**PAGE EXCERPT:**
━━━━━━━━━━━━━━━━
Why Technology Investments Are Not Generating Desired ROI for PS Firms

In an increasingly digital landscape, the real value of consulting, advisory, or legal services will not be derived by ‘knowing things faster’ (which AI, ML, and automation are designed to offer), but from recognizing ‘how creatively, collaboratively, and effectively’ one can approach client problems.

Professional Services or PS firms (consulting, advisory, and legal players) will be judged by their ability to address underserved dimensions that layer data and analyze each obstruction with contextualized intelligence to render less noise and more action. Some areas in which an active insights program can generate high RoI are

  • Market and sector intelligence (sector trends, dynamics, player KPIs, challenges, and other forward-looking insights)
  • Competitive intelligence (eminence white spaces, investment analysis on competitors, social media engagement levels, etc.) 
  • Focused opportunity screening (relevant to a specific practice / area of interest) 

Consequently, professional services firms have been investing heavily in technology and innovation to service the evolving needs of their clients. Their focus has been on creating digital delivery platforms to propel innovation and proprietary solutions that can transform consulting expertise and insights into high-impact and scalable solutions.

However, most professional services firms are yet to realize the full value of ‘enabling technology’ for insights generation and dissemination. Many are coping with a double-edged sword, because they must transform their clients into technology-capable establishments, while they themselves undergo a simultaneous transformation.

What is causing the bottleneck for professional services firms?

Our discussions with clients and other professional services firms have made us realize that many firms have invested heavily in technology to generate relevant and timely insights. Big firms have tried to build solutions in-house or have partnered with AI / ML firms that claim to be able to generate insights. However, 90% of investments have not been satisfactory due to:

  • Lack of integrated yet modular knowledge and architecture: Without a defined knowledge architecture around insight generation, AI / ML engines (created for data and knowledge aggregation) provide results in silos, leading to disparate workflows, limited collaboration, and fragmented decision-making.
  • Missing ‘human’ dimension: Context-based and persona-specific scope enhancements and customizations are rare and point at the need for a ‘human dimension’ across existing AI-based insight platforms. AI tools might be great at crunching big data, but they are not (yet) able to provide truly actionable insights based on unstructured data. Therefore, partnerships with technology or AI firms alone doesn’t allow for the fulfillment of all use cases. 
  • Problem of plenty with knowledge tools: Due to a lack of relevance and context, every new AI engine tool or database leads to more noise and redundant insights. Consequently, users often find themselves spending time and money on sifting through information to find relevant insights. In many cases, such tools just become ‘one of the many’ data sources that a company has access to.
  • Invisible cost of unused insights: Every new database, AI engine, and subscription has serious cost implications for PS firms. Moreover, as knowledge or insights mostly reside in organizational silos and have a limited shelf-life, an inflexible contract may lead to duplication and limited reuse of data and knowledge. The invisible cost of unused and obsolete information can be quite high for PS firms. 
  • Lack of flexibility leading to a broken value chain: Most PS firms still have legacy infrastructure that does not allow interoperability and integration with new tools and enterprise systems (e.g., SFDC, Microsoft Office, Tableau).
━━━━━━━━━━━━━━━━
**EXTRACTED DATA:**
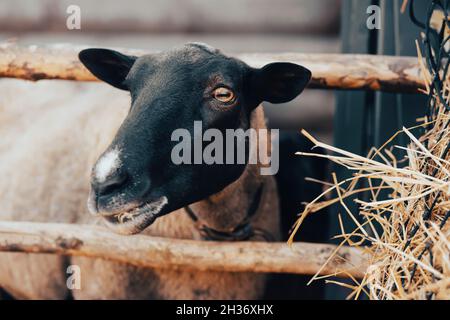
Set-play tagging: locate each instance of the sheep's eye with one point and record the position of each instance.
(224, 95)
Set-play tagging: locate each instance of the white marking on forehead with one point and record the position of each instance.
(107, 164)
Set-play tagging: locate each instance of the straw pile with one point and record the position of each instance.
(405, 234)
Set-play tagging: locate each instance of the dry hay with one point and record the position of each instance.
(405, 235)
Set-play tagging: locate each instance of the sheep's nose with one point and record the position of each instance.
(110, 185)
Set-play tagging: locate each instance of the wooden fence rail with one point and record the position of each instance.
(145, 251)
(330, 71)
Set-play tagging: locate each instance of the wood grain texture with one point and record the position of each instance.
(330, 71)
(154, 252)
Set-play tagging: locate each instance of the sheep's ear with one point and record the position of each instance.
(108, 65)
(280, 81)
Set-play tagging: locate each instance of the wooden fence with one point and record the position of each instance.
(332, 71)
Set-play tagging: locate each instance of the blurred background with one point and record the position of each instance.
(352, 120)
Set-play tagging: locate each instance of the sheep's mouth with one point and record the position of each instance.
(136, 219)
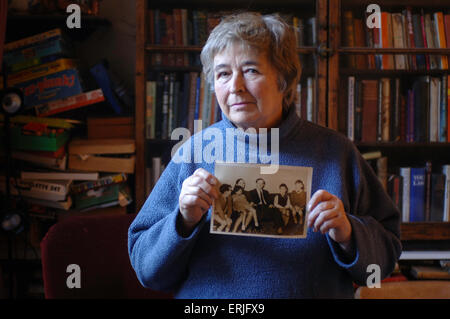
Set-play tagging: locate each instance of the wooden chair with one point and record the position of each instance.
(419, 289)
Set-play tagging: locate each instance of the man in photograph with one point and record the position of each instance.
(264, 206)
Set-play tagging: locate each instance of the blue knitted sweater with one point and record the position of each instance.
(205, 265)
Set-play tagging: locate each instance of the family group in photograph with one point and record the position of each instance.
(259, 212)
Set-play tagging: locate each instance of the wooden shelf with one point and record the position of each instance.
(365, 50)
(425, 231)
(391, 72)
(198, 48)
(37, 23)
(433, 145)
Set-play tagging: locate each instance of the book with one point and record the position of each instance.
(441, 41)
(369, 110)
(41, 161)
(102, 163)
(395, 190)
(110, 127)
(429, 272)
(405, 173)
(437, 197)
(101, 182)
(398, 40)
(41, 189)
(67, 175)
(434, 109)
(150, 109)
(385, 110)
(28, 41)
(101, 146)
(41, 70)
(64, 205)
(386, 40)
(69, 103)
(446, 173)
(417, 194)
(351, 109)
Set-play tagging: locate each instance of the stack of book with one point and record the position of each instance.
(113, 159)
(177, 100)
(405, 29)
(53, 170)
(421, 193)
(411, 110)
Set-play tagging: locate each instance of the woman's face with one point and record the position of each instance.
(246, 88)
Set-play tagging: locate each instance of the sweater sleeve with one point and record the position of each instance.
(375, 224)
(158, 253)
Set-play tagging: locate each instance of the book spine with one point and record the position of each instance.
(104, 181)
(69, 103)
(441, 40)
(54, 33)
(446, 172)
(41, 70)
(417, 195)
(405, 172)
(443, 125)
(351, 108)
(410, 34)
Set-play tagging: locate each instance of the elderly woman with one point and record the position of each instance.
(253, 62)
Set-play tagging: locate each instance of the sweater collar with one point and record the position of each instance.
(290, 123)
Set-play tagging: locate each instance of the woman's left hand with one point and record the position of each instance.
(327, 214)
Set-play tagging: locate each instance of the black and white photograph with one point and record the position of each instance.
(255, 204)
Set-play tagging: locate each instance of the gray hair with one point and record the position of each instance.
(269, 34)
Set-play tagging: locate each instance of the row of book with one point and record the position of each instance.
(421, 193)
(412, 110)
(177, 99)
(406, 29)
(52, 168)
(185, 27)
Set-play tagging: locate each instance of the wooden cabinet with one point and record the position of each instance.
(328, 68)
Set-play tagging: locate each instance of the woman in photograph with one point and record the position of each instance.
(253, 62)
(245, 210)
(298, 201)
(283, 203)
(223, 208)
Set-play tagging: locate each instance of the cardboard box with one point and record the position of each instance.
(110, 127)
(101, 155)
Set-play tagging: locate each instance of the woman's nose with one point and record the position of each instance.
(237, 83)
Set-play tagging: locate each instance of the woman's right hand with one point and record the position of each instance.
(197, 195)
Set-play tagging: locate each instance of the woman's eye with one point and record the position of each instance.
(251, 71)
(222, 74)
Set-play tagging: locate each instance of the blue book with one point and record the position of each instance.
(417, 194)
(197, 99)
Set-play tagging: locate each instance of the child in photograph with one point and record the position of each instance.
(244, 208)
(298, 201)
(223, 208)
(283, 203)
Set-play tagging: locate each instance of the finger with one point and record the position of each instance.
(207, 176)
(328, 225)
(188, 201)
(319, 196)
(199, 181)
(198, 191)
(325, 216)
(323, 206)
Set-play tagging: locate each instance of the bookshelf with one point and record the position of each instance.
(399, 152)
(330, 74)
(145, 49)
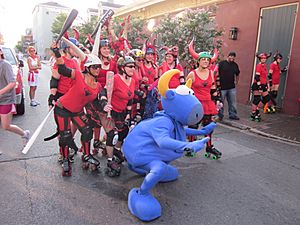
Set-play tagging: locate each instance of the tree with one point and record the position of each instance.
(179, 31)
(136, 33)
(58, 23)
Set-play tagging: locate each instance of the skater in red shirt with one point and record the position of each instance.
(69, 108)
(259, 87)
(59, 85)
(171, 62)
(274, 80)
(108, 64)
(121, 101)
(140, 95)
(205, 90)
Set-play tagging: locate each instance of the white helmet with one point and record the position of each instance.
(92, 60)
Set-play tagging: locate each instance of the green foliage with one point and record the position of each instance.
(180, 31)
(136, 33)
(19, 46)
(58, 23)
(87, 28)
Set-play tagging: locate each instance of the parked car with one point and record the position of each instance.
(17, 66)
━━━━━━━━━━━━━━━━
**PARTS OF THE EXERCISE:**
**1.** Answer these from the article on technology ROI for professional services firms:
(a) Which three kinds of players does it say make up PS firms?
(b) What share of investments does it say have not been satisfactory?
(c) Which enterprise systems does it name as examples that legacy infrastructure cannot integrate with?
**2.** List every reason the article on technology ROI for professional services firms gives for investments not being satisfactory.
Rely only on the text for your answers.

**ANSWERS BY TASK:**
**1.**
(a) Consulting, advisory, and legal players.
(b) 90%.
(c) SFDC, Microsoft Office, and Tableau.

**2.**
- Lack of integrated yet modular knowledge and architecture
- Missing ‘human’ dimension
- Problem of plenty with knowledge tools
- Invisible cost of unused insights
- Lack of flexibility leading to a broken value chain